• [Document passage]:

══════

What advice would you give your younger self?
Learn another language, you moron. Why didn’t you pay attention in French?
What is your favorite resource for writers?
Your local bookstore. So many writers I meet with answer the question “Who are you reading?” with canonical American literature. But to be a good literary citizen (and invest in your own work) you have to be reading what’s being published now. It’s like being a filmmaker who doesn’t see new movies or a musician who doesn’t listen to current songs. How can you expect to be in conversation with other artists if you’re not engaging with their work? While the act of writing is a solitary one, the endeavor of publishing does not exist in a vacuum.
What has been the most satisfying aspect of your literary career?
Beyond the inherent heartbreak of trying to put quality writing and underserved voices into the world, my job has allowed me to travel the country (and the world) meeting fascinating people with remarkable stories. Not all of them are meant for the confines of traditional trade publishing, but it doesn’t mean that I don’t learn something from every pitch, every workshop, every conference, every hotel bar conversation, every dinner with new colleagues. Learning how to listen has given me a greater sense of purpose, and I try to help every writer I encounter as much as I can regardless of their commercial viability.
What is your favorite tip for writers?
“Short of a small range of physical acts—a fight, a murder, love-making—dialogue is the most vigorous and inter-action of which characters in a novel are capable. Speech is what the characters do to each other.” –Elizabeth Bowen, Notes on Writing a Novel
Which is to say, don’t use your dialogue wastefully. If you want to explore the banalities by which humans communicate with each other, write a play.
What makes you hit the “delete” key the moment you see it in your inbox?
I automatically delete queries: that aren’t specifically addressed to me; that are written in the voice of a character; that admit the manuscript isn’t complete (for fiction only); that are intentionally disrespectful. Your goal is not to shock me with your query, but to get me to read your sample pages. And in those pages, novels that begin with a dead body, a sweeping panorama of an exotic locale, a first person introduction (“Hi reader, my name is…), a character waking up, commentary on the weather or a dump of expository information are not interesting to me.
If you were stranded on a desert island, what three items would you want to have with you?
Now that I’ve quit smoking, probably just some sunglasses, a beach chair and the copy of Infinite Jest that has, until my being stranded on the island, dwelled on my bookcase merely as hipster ephemera. That will probably last me a while.

══════

• [Supplied material]:
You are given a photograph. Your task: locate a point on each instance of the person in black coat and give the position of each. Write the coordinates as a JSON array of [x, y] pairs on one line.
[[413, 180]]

══════

• [Exercise prompt]:
Answer these questions about the interview.
(a) Which class does the speaker wish they had paid attention in?
(b) Whose words are quoted as the speaker's favorite tip for writers, and from what work?
(c) What three items would the speaker want on a desert island?
The listing was taken from a different source than the interview.

• [Solution to this problem]:
(a) French.
(b) Elizabeth Bowen, from Notes on Writing a Novel.
(c) Sunglasses, a beach chair, and a copy of Infinite Jest.